:: To-do list ::
1. From the V10 replacement thread, extract the stretch from "As for rebuilding" through "over 8 years.".
2. In the V10 replacement thread, which two companies did the poster who once managed a repair shop use for remanufactured engines?

:: Article ::
╭──

# V10 Replacement



## Cooter24 (Nov 13, 2007)

Just last week our 08 F350 developed a hole in a piston. Are these rebuildable? Is a salvage yard engine our best option? Any good sources for used engines? We've looked at car-parts.com. Need to get this back on road asap and looking for best options.


----------



## kimber750 (Sep 19, 2011)

Anything is rebuildable, just a matter of it being cost effective to do so. This would also be the most time consuming option. Crate/reman engine should be most reliable plus you get warranty. Used motor is a crap shoot, being able to see truck it is coming out of helps. But both of these would be the quickest to get truck up and running again.


----------



## Sprag-O (Dec 31, 2013)

I'd rather rebuild than pull from a yard. You never know what you're getting into.

Either way, before you slam an engine back in there, figure out why you are running lean and burning through your pistons.


----------



## Cooter24 (Nov 13, 2007)

The rear 2 pistons made contact with the spark plugs. Not sure what was going on there?


----------



## Derek'sDumpstersInc (Jul 13, 2014)

Cooter24;1927017 said:


> The rear 2 pistons made contact with the spark plugs. Not sure what was going on there?


That would indicate a timing issue. The ford timing chain tensioners are good about having the plastic wedge on them come off on higher mileage engines which leads to a lot of slop in the timing chain. Not a good scenario in an interference engine. payup payup


----------



## dieselss (Jan 3, 2008)

No. Not a timing issue. A dropped spark plug issue.


----------



## Cooter24 (Nov 13, 2007)

Dropped plug? And now the rest of the story. We just purchased this about 3 weeks ago, 95k mi. Had a very slight miss when test drove. Put on a scan tool and no codes. Rear 2 plugs n coils were just replaced, figured another coil bad? Drove home approx 200mi. Got worse and now check engine light on. Drove directly to shop that works on our trucks. Missfire #10. One of the new ones. Brought back to our shop. Took out #10 and it was slightly bent. Replaced all plugs w correct motorcraft ones, did have autolites. Also replaced other 8 coil packs. Ran great for 200 miles then with out warning blew up. I should have dug deeper when we saw plug was bent the first time. This is our
3rd v10 n a fleet of 11 trucks.


----------



## dieselss (Jan 3, 2008)

Sorry man that sucks. They probably taped to.hole to far down or the wrong plugs

I meant a plug fell into to cylinder or a plug that went to deep into the head


----------



## Sawboy (Dec 18, 2005)

dieselss;1927051 said:


> No. Not a timing issue. A dropped spark plug issue.


Yep. This.

As for rebuilding vs quality reman? You "might" save a few dollars rebuilding, but if getting back on the road is the priority then a reman can be at your door by noon tomorrow, and installed by midnight.

When I managed a repair shop, we used ATK, and Jasper for remans. Only one bad one in probably 100 or so over 8 years.


----------



## kimber750 (Sep 19, 2011)

╰──

:: Given information ::

╭──

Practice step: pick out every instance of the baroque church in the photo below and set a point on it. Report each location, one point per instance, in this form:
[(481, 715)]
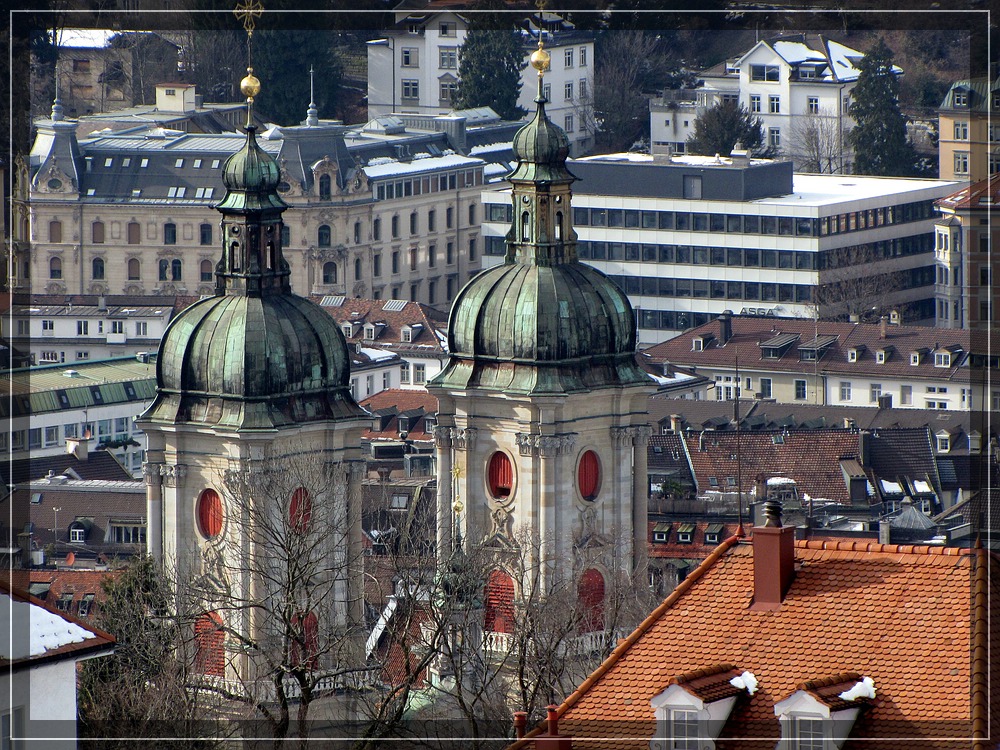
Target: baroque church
[(542, 429)]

╰──

:: Answers to the exercise ::
1.
As for rebuilding vs quality reman? You "might" save a few dollars rebuilding, but if getting back on the road is the priority then a reman can be at your door by noon tomorrow, and installed by midnight.

When I managed a repair shop, we used ATK, and Jasper for remans. Only one bad one in probably 100 or so over 8 years.

2. ATK and Jasper.